**What is being asked:** Some lines in the listing hold the word "pixels". Return each of them.

Information section start

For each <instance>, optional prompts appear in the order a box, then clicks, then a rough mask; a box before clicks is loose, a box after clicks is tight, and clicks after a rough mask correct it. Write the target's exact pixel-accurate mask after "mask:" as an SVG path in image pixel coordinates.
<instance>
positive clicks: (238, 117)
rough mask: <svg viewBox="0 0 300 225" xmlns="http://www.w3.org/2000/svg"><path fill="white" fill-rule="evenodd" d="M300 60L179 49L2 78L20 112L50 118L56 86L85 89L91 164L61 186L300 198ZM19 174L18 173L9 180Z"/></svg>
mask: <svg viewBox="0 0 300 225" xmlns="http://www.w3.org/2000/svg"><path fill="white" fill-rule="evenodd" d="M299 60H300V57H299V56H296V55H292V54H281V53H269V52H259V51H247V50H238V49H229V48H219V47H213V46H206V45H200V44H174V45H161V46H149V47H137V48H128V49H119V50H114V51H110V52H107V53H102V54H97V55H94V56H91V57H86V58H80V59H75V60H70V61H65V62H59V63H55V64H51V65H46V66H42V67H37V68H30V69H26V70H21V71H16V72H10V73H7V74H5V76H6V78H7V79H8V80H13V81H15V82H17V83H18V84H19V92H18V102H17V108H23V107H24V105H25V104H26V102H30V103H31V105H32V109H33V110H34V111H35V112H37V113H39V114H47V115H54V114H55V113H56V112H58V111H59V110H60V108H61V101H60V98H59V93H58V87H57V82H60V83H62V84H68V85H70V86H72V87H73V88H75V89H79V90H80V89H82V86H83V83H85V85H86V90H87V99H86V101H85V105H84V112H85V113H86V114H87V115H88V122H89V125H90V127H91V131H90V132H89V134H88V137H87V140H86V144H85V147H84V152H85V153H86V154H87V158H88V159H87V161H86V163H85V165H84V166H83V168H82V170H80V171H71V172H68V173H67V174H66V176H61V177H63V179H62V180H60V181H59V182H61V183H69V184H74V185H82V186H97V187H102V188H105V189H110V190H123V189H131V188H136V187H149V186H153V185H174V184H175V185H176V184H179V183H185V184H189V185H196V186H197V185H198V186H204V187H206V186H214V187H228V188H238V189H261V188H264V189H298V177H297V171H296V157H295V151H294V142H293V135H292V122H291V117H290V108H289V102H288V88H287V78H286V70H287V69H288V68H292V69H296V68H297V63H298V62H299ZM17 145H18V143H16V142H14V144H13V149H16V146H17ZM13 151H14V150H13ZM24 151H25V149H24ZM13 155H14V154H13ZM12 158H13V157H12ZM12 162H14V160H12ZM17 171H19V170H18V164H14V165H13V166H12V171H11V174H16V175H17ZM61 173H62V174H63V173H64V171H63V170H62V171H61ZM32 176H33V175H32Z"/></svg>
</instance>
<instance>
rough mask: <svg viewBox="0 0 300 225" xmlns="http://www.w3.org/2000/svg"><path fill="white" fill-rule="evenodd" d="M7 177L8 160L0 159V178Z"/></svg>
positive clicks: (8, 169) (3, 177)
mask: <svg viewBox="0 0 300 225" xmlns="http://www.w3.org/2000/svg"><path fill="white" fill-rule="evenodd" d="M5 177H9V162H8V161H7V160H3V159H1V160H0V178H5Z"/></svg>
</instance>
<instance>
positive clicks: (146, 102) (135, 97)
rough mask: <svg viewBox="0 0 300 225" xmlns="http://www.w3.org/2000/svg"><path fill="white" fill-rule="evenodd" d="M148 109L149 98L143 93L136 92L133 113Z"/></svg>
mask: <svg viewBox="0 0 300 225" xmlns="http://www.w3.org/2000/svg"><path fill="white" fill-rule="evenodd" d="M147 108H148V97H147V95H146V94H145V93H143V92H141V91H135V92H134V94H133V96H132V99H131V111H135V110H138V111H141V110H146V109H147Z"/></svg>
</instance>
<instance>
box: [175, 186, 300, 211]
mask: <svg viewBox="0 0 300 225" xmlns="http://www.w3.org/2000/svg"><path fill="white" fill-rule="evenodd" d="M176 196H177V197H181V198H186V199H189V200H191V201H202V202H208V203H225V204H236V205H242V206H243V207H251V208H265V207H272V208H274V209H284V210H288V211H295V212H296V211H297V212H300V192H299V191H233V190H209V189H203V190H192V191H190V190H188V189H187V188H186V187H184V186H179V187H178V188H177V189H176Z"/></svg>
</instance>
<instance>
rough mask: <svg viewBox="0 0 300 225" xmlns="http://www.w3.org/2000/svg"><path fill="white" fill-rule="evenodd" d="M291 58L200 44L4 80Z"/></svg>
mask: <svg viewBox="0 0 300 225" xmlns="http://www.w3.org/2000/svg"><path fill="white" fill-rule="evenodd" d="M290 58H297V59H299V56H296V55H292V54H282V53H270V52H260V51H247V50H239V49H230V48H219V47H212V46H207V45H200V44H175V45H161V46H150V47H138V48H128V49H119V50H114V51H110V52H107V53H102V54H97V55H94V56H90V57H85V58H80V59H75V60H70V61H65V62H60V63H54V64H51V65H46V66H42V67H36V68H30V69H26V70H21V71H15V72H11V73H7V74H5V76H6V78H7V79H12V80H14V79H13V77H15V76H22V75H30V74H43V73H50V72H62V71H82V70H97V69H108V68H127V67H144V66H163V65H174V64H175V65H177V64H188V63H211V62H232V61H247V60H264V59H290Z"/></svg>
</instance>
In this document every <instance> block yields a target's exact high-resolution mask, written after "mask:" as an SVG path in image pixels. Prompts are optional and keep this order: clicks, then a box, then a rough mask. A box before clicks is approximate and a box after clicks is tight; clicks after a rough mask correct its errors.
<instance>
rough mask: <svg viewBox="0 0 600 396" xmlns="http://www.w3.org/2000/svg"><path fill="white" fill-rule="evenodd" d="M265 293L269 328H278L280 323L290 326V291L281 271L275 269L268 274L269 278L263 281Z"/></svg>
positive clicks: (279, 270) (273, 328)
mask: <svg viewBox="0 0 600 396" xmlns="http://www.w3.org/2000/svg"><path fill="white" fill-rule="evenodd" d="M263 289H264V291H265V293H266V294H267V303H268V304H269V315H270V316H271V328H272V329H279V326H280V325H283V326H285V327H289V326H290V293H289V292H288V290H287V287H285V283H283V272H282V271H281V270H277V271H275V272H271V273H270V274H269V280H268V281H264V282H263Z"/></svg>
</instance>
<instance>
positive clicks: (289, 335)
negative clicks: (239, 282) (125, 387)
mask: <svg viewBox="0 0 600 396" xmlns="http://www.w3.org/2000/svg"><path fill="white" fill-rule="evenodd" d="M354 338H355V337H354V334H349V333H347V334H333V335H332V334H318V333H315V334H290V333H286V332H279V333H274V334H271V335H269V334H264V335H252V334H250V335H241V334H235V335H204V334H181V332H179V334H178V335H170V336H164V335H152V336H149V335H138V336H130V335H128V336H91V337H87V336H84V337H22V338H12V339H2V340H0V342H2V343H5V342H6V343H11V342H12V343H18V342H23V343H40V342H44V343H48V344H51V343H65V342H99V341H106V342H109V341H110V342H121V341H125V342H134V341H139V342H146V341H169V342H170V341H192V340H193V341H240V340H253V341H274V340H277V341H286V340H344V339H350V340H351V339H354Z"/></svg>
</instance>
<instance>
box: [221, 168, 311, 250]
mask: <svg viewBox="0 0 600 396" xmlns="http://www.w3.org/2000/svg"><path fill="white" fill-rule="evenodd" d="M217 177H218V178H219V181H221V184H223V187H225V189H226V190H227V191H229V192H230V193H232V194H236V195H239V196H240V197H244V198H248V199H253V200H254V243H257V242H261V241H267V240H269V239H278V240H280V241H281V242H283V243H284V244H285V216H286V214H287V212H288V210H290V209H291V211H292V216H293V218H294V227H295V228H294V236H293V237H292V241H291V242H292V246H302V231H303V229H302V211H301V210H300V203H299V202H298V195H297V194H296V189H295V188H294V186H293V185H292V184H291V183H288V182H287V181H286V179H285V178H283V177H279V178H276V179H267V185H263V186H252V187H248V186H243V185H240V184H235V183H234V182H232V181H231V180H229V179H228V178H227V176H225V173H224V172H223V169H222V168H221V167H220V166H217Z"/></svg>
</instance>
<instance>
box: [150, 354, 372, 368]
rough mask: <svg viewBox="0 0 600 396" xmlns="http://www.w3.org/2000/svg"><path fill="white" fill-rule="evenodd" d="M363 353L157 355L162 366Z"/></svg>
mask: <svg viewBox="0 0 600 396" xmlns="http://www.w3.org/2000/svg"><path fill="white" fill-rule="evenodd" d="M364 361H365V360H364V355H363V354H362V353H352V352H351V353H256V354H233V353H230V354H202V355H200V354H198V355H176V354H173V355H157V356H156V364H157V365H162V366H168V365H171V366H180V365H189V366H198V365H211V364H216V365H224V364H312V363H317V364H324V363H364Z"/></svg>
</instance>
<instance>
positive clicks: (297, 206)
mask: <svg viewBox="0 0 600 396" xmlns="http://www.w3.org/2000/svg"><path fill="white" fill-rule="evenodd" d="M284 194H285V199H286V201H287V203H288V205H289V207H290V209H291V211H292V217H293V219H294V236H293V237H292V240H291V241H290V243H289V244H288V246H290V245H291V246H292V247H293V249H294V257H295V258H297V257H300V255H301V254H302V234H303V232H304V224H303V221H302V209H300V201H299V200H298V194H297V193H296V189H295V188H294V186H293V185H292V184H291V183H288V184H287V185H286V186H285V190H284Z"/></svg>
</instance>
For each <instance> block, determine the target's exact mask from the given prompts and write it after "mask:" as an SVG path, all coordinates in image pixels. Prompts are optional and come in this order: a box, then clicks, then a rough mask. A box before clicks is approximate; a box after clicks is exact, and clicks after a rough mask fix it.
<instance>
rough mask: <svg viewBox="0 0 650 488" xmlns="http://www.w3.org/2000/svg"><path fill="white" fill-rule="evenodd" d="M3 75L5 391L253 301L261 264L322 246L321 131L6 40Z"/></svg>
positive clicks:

Information section end

**Reply to the task:**
In this document every <instance> block yields a target's exact high-resolution mask, written after "mask:" as an SVG path in image pixels. Prompts are optional and keep this order: clicks, then a box, then a rough mask. A box before clicks is approximate and a box after clicks is tight; clicks after a rough mask correct its errors.
For each <instance> block, determine the target's exact mask from the given prompts and write it after "mask:" as an SVG path, all coordinates in image pixels. Prompts are optional and come in this order: a box, then clicks, then a rough mask. A box before clicks is approximate; a box after clicks is exact, and clicks after a rough mask fix it.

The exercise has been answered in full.